------ Extrait du document ------
L’essor de la « médecine intelligente »
Beyrouth — autrefois surnommée « l’hôpital des Arabes » — risque de perdre un autre rôle historique si elle ne s’adapte pas à la nouvelle ère, après avoir déjà perdu son statut de « banque » et d’« hôtel » du monde arabe. Aujourd’hui, le secteur de la santé repose de plus en plus sur un écosystème siliconé avancé, combiné à une capacité d’investissement colossale et à une rapidité d’exécution que le Liban est loin d’égaler — « à des années-lumière », selon l’expression utilisée pour décrire le fossé.
L’avenir du secteur médical reposera sur les puces électroniques, comme l’ensemble des secteurs économiques : diagnostic, analyse, accélération des traitements, prévision des maladies, production de médicaments via l’informatique avancée. Tout pays qui ne rattrapera pas cette révolution — celle de la médecine intelligente et quantique — sera irrémédiablement relégué.
L’avenir du monde
Pendant que le Liban clôturait son forum économique avec des intentions d’investissement ne dépassant pas deux milliards de dollars, selon l’application « Private Sector Network », le Forum d’investissement américano-saoudien enregistrait la signature de partenariats stratégiques majeurs dans l’IA et les semi-conducteurs.
------
Tâche à réaliser: Poursuivez l'article sur la médecine intelligente et l'avenir médical de Beyrouth à partir de sa dernière phrase. Les lignes ci-dessous n'ont aucun lien avec l'article.
------ Données fournies ------
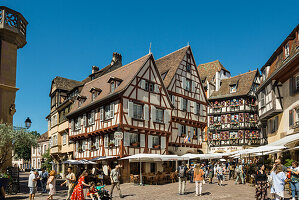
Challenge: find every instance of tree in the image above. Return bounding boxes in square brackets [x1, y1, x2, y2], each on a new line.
[42, 149, 52, 170]
[0, 124, 38, 169]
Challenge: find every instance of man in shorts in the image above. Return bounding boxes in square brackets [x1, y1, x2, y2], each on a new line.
[28, 171, 39, 200]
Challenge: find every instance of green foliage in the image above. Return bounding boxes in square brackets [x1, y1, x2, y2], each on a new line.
[284, 159, 294, 167]
[42, 149, 52, 170]
[0, 124, 37, 169]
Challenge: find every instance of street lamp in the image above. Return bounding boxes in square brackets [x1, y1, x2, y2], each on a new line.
[25, 117, 31, 129]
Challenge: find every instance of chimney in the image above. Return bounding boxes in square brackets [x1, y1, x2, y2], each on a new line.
[111, 52, 122, 66]
[91, 66, 99, 74]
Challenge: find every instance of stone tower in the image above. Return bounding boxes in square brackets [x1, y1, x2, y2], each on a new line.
[0, 6, 28, 124]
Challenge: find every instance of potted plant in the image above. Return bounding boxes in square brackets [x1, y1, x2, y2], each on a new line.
[132, 142, 139, 147]
[108, 142, 114, 147]
[0, 173, 9, 188]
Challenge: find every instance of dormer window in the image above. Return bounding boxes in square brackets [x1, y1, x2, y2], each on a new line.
[186, 63, 191, 73]
[108, 77, 122, 93]
[284, 44, 290, 58]
[230, 84, 237, 93]
[77, 95, 86, 107]
[89, 87, 102, 101]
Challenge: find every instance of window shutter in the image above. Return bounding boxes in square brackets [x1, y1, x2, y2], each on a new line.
[95, 136, 100, 149]
[124, 132, 130, 147]
[104, 134, 109, 147]
[155, 84, 160, 93]
[114, 139, 119, 147]
[289, 77, 294, 96]
[143, 104, 149, 121]
[110, 103, 114, 118]
[83, 114, 87, 127]
[82, 140, 86, 151]
[140, 134, 145, 147]
[191, 81, 196, 92]
[164, 110, 170, 124]
[190, 127, 196, 138]
[71, 119, 75, 131]
[128, 101, 133, 118]
[171, 95, 175, 106]
[78, 117, 81, 126]
[178, 124, 182, 137]
[88, 138, 91, 150]
[147, 135, 153, 149]
[193, 102, 198, 115]
[182, 77, 186, 90]
[140, 79, 145, 90]
[151, 106, 156, 122]
[100, 106, 104, 121]
[161, 136, 166, 149]
[76, 141, 79, 151]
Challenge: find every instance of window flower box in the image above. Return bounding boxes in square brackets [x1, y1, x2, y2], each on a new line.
[131, 142, 139, 147]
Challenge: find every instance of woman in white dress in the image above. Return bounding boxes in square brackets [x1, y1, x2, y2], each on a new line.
[48, 170, 56, 199]
[270, 165, 287, 200]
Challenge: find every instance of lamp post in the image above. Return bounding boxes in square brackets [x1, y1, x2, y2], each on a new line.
[25, 117, 32, 129]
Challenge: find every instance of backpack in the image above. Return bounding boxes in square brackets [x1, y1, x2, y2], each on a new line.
[178, 166, 186, 178]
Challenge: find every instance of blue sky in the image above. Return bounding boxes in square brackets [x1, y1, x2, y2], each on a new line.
[1, 0, 299, 133]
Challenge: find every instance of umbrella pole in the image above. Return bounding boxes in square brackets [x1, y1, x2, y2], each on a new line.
[139, 158, 142, 185]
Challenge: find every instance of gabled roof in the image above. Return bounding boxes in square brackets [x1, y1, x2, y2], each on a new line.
[68, 54, 152, 116]
[197, 60, 230, 83]
[52, 76, 82, 91]
[209, 70, 258, 99]
[156, 46, 190, 88]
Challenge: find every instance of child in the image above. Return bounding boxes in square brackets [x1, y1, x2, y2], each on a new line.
[87, 182, 100, 200]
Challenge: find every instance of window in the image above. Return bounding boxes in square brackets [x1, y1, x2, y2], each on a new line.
[130, 133, 140, 147]
[186, 79, 192, 91]
[284, 44, 290, 57]
[133, 103, 143, 119]
[153, 135, 160, 148]
[186, 63, 191, 72]
[230, 84, 237, 93]
[110, 81, 115, 93]
[62, 133, 66, 145]
[145, 81, 154, 92]
[261, 90, 265, 107]
[156, 108, 164, 123]
[182, 98, 188, 111]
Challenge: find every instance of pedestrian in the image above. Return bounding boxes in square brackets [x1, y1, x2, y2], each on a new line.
[235, 162, 244, 184]
[193, 164, 205, 196]
[270, 164, 287, 200]
[61, 167, 76, 200]
[28, 170, 39, 200]
[40, 167, 49, 194]
[229, 163, 235, 180]
[71, 170, 90, 200]
[188, 164, 194, 183]
[208, 164, 214, 184]
[287, 161, 299, 200]
[110, 165, 123, 198]
[255, 165, 268, 200]
[176, 161, 187, 195]
[216, 163, 224, 186]
[47, 170, 56, 199]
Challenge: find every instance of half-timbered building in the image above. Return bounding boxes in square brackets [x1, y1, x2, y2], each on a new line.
[156, 46, 207, 155]
[208, 70, 263, 152]
[67, 54, 172, 180]
[256, 25, 299, 160]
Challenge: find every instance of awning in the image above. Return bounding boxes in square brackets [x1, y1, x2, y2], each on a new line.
[266, 133, 299, 146]
[90, 156, 119, 161]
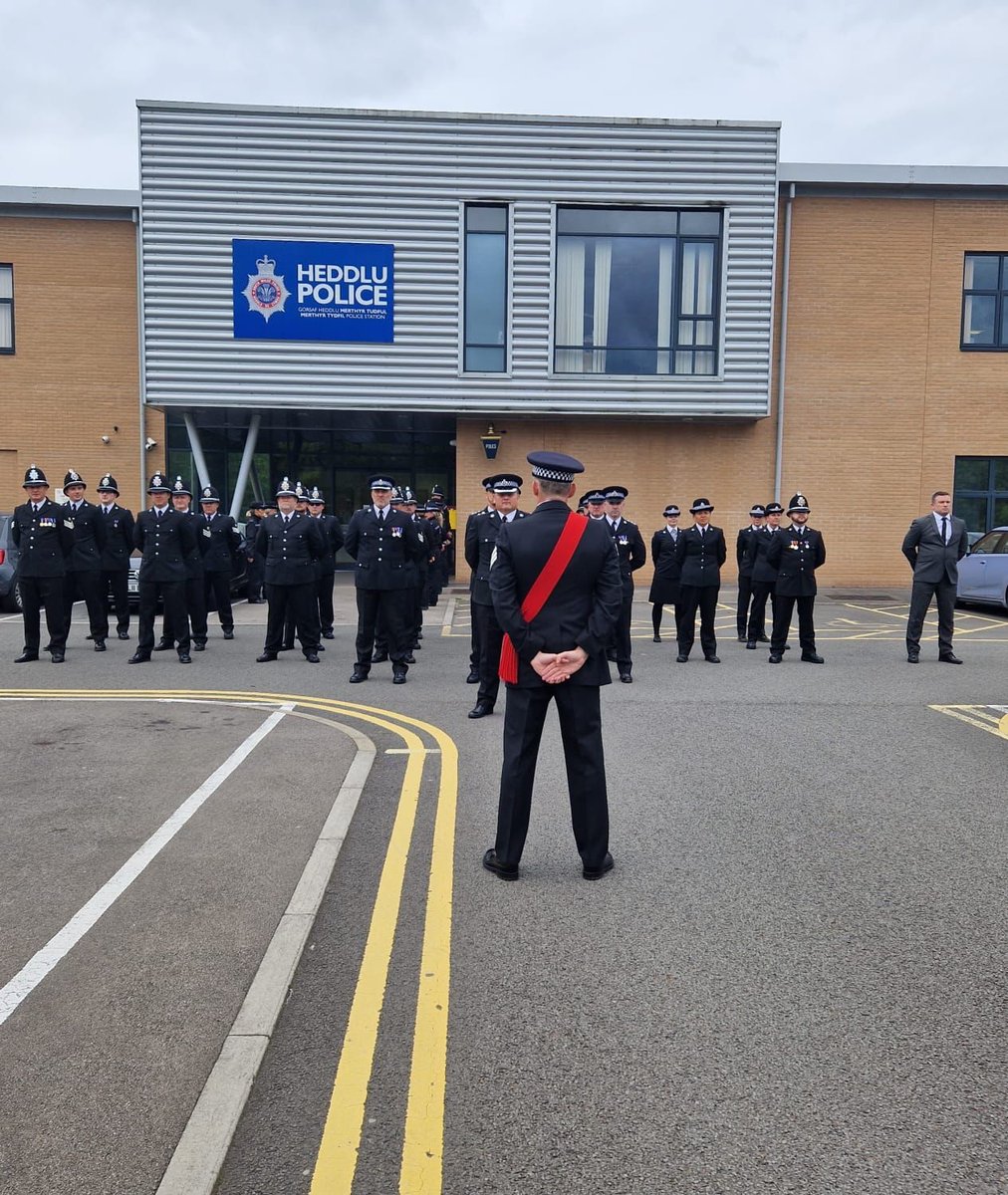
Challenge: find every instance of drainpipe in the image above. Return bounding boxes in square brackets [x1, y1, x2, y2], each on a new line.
[774, 183, 794, 502]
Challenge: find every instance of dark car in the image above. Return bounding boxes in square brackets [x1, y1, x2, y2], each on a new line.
[0, 515, 22, 613]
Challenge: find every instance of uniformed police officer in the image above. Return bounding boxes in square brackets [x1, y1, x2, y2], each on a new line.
[96, 473, 136, 639]
[11, 465, 73, 664]
[675, 498, 728, 664]
[197, 485, 241, 639]
[256, 477, 326, 664]
[344, 473, 424, 685]
[735, 502, 767, 643]
[648, 502, 681, 643]
[603, 485, 648, 685]
[767, 494, 827, 664]
[465, 473, 525, 718]
[745, 502, 785, 651]
[129, 473, 196, 664]
[64, 468, 109, 651]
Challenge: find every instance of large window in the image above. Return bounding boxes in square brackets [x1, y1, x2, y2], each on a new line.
[952, 456, 1008, 531]
[554, 208, 721, 376]
[463, 204, 507, 372]
[0, 263, 14, 353]
[961, 253, 1008, 351]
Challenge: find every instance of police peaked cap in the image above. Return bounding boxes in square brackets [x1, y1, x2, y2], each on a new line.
[22, 465, 49, 490]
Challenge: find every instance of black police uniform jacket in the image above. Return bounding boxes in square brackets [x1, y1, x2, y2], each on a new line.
[11, 498, 73, 578]
[767, 524, 827, 598]
[344, 506, 427, 590]
[98, 502, 136, 573]
[675, 524, 728, 590]
[193, 510, 241, 574]
[746, 527, 781, 586]
[256, 514, 326, 586]
[490, 500, 623, 688]
[648, 527, 682, 604]
[132, 507, 196, 585]
[599, 519, 648, 598]
[66, 501, 107, 573]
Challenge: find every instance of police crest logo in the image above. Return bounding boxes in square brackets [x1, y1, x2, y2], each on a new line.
[241, 253, 291, 323]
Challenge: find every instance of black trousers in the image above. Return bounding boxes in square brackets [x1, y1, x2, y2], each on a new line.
[203, 570, 234, 631]
[64, 569, 109, 639]
[356, 590, 412, 673]
[495, 681, 609, 867]
[102, 569, 129, 639]
[906, 581, 955, 656]
[18, 578, 67, 656]
[136, 581, 189, 656]
[739, 581, 777, 641]
[675, 585, 721, 656]
[472, 604, 504, 705]
[770, 594, 816, 655]
[263, 581, 322, 655]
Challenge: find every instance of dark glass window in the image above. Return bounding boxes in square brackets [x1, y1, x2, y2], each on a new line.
[952, 456, 1008, 531]
[463, 204, 507, 372]
[554, 208, 721, 376]
[0, 263, 14, 353]
[960, 253, 1008, 351]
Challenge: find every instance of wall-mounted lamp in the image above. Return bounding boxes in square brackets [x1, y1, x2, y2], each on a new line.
[479, 423, 507, 460]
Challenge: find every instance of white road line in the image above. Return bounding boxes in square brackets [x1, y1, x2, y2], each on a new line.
[0, 704, 294, 1026]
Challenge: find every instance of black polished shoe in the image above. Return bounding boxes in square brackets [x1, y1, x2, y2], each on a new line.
[581, 850, 613, 879]
[483, 847, 518, 879]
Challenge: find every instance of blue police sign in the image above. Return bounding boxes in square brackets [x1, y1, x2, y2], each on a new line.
[231, 240, 394, 345]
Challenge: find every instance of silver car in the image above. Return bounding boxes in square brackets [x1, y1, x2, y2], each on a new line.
[955, 527, 1008, 609]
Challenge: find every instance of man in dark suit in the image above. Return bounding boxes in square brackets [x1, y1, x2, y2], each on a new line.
[344, 473, 425, 685]
[675, 498, 728, 664]
[256, 477, 326, 664]
[97, 473, 135, 639]
[735, 502, 767, 643]
[767, 494, 827, 664]
[129, 473, 196, 664]
[483, 452, 623, 879]
[11, 465, 73, 664]
[64, 468, 109, 651]
[902, 490, 970, 664]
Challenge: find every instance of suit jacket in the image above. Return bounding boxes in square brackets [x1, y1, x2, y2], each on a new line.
[490, 500, 623, 688]
[902, 514, 970, 586]
[675, 524, 728, 590]
[65, 501, 106, 573]
[11, 498, 73, 578]
[132, 507, 196, 584]
[344, 506, 427, 590]
[767, 524, 827, 598]
[98, 502, 136, 573]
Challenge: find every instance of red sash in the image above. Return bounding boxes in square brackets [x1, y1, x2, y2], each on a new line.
[497, 510, 589, 685]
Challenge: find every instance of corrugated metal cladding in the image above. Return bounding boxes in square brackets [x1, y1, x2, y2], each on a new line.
[138, 102, 779, 417]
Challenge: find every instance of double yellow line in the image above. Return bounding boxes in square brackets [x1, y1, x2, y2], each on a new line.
[0, 689, 458, 1195]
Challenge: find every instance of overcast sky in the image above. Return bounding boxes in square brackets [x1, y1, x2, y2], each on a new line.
[0, 0, 1008, 189]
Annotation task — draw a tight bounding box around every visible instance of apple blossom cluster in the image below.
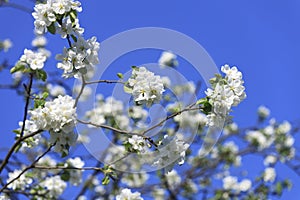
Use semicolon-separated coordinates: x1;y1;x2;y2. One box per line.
116;188;143;200
66;157;84;186
128;67;165;105
205;65;246;128
39;175;67;199
127;135;146;153
32;0;82;34
257;106;270;119
18;49;47;70
56;36;100;78
29;95;77;154
165;169;182;189
167;102;207;129
17;120;41;151
223;176;252;193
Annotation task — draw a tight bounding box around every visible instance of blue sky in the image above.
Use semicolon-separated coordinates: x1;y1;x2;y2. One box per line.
0;0;300;199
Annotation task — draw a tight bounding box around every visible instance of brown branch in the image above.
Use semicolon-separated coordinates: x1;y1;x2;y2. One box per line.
0;130;43;174
86;80;125;85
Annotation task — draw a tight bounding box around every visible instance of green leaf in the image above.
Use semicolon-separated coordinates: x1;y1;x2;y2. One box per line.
42;92;49;99
34;99;45;108
70;10;77;23
275;182;283;196
117;73;123;79
124;85;132;94
60;170;71;181
13;129;21;135
196;98;208;105
47;22;56;34
36;69;47;82
102;175;110;185
71;34;77;42
10;63;25;74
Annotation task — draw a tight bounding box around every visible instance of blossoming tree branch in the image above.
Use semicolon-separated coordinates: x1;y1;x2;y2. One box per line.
0;0;300;200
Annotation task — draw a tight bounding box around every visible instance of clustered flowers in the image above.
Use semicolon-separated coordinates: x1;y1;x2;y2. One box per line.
29;95;77;154
128;67;165;105
32;0;82;34
32;0;99;78
19;49;47;70
205;65;246;128
56;36;99;77
116;188;143;200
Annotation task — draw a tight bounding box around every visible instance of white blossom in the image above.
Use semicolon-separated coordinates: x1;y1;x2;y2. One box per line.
128;67;165;105
29;95;77;153
116;188;143;200
0;39;12;52
257;106;270;119
20;49;47;70
56;37;100;78
166;169;181;189
67;157;84;186
264;155;277;166
128;135;146;152
158;51;178;67
151;186;165;200
31;35;47;48
173;81;196;95
246;130;274;150
32;0;56;34
6;170;33;190
40;175;67;199
73;85;92;101
263;167;276;182
17;120;41;151
56;17;84;38
47;84;66;97
205;65;246;128
32;0;82;34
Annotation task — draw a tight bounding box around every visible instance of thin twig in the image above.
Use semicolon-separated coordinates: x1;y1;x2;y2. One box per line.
86;80;125;85
20;73;33;138
74;75;86;108
32;165;104;172
0;144;55;193
0;1;33;14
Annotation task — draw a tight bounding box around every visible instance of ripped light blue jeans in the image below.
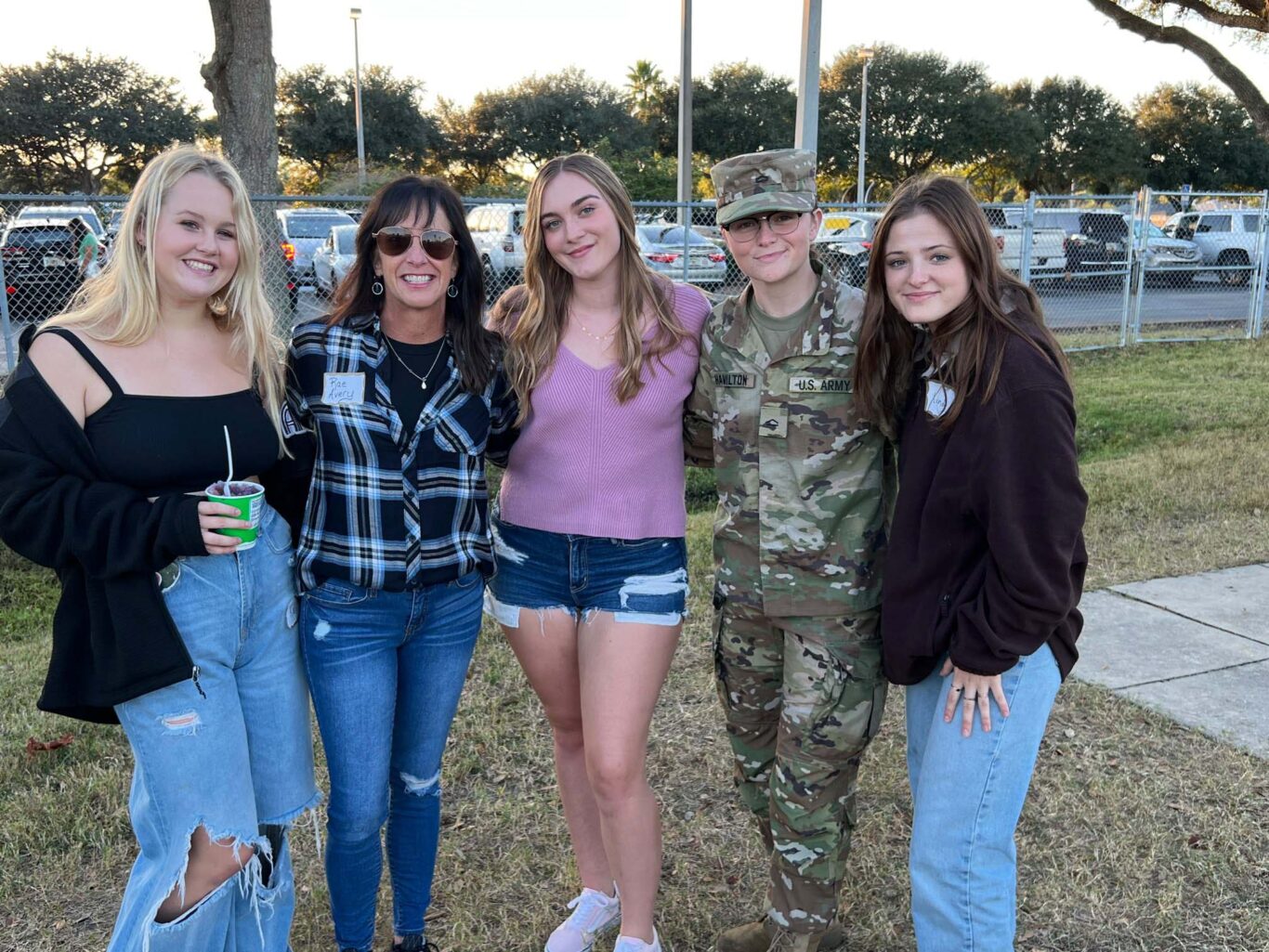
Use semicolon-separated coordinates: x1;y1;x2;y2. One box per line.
109;506;319;952
301;571;485;952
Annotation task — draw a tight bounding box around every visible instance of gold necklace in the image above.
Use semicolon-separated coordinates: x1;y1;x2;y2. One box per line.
384;333;450;390
569;311;617;344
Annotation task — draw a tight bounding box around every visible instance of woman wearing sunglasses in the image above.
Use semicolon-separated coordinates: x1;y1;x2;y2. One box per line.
291;176;517;952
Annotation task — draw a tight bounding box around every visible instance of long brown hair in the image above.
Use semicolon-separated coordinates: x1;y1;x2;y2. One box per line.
491;152;687;420
854;176;1070;432
326;176;503;394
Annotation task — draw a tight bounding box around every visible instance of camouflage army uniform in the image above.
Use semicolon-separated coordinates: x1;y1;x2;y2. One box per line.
687;267;894;933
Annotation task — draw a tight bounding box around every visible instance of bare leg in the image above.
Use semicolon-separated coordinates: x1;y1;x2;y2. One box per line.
578;612;682;942
503;608;616;893
155;827;255;923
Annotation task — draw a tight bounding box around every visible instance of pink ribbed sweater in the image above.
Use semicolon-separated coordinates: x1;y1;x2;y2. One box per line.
499;284;710;540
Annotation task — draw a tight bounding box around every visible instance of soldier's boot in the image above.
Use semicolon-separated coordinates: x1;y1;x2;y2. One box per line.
717;915;846;952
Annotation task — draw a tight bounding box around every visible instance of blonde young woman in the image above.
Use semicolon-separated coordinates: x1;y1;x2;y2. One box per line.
0;148;318;952
488;153;710;952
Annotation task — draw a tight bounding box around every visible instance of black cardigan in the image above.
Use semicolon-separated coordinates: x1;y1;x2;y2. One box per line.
881;333;1088;685
0;329;311;724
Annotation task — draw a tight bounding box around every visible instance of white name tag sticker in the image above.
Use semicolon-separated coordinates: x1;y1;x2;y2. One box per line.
790;377;850;394
321;373;365;405
925;380;956;420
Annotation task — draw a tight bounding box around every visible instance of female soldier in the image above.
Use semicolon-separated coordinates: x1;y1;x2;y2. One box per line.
0;148;318;952
856;177;1088;952
490;155;710;952
687;149;890;952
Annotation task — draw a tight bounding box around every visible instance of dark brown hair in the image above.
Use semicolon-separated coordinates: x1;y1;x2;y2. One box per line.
854;176;1070;433
327;176;503;394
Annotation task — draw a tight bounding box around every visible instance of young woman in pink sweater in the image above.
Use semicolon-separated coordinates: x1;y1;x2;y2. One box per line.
486;153;710;952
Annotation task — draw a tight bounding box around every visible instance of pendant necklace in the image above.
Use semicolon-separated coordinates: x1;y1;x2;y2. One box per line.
384;333;450;390
569;311;617;344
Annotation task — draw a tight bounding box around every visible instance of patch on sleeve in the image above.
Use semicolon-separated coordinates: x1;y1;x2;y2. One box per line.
714;371;758;390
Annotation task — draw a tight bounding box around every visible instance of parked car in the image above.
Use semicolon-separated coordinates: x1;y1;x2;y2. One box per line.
10;204;107;243
467;204;524;298
634;225;727;288
1124;215;1203;287
278;208;357;286
0;217;83;324
982;205;1067;280
313;225;357;294
1018;208;1130;278
811;212;881;288
1164;208;1262;287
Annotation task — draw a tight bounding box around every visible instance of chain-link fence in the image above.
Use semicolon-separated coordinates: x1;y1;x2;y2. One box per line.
0;189;1269;366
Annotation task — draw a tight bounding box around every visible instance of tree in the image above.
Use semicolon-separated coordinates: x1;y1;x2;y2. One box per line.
278;65;441;176
1005;77;1141;193
695;62;797;160
201;0;291;324
1136;83;1269;190
625;59;665;115
465;67;648;169
202;0;278;191
0;49;198;193
1089;0;1269;141
819;45;1006;191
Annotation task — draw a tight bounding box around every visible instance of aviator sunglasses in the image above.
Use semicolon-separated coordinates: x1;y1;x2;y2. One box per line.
371;225;454;262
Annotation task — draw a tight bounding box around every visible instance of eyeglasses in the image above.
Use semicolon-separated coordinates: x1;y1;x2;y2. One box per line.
722;212;805;241
371;225;454;262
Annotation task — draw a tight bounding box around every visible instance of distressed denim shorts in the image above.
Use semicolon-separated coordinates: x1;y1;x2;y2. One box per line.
485;515;687;629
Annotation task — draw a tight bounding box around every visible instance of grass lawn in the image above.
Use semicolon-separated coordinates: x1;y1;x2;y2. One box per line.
0;340;1269;952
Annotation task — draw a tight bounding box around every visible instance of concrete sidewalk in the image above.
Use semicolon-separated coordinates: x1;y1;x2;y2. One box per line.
1072;564;1269;758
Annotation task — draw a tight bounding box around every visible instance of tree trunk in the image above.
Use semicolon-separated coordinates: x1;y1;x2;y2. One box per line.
202;0;294;329
1089;0;1269;142
202;0;278;194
------
Réponse:
Le géant des puces AMD, l’entreprise de systèmes SISCO et la société HUMAIN ont ainsi annoncé un projet commun visant à construire un centre de données de 100 mégawatts dans le Royaume. La société d’intelligence artificielle Luma AI en sera le premier client principal, achetant la totalité de la capacité du centre pour développer des solutions d’IA dans des secteurs clés tels que la santé, l’éducation, l’énergie et les transports.
Par ailleurs, Elon Musk, PDG de xAI, a dévoilé un projet saoudo-américain en partenariat avec NVIDIA visant à créer un centre de calcul pour l’IA de 500 mégawatts en Arabie saoudite. Ce projet s’inscrit dans une stratégie visant à positionner le Royaume comme acteur mondial majeur du développement de l’IA avancée. Musk prévoit que l’expansion de ces technologies engendrera une forte abondance de biens et de services, réduisant la dépendance au travail traditionnel et à l’argent.
Entre puces et épices
La clé du développement national réside désormais moins dans la capacité à attirer des fonds que dans la manière de les investir et les secteurs stratégiques dans lesquels ils sont dirigés. Au Liban, le modèle promu demeure largement une réplique de l’ancien : injecter des fonds dans des projets favorisant la consommation et recyclant un système déjà éprouvé et défaillant, sans véritable investissement productif — en particulier dans la technologie.
À l’inverse, des pays comme l’Arabie saoudite — aux côtés d’autres économies émergentes — s’empressent d’acquérir, d’héberger ou de faciliter la production de semi-conducteurs, les « épices » de l’ère moderne. Ces puces, au cœur de toutes les technologies intelligentes — communications, smartphones, véhicules — confèrent aux nations qui les conçoivent et les fabriquent une influence déterminante sur de vastes pans de l’économie mondiale. Une influence comparable au pouvoir économique et politique que procuraient autrefois les routes des épices aux puissances coloniales.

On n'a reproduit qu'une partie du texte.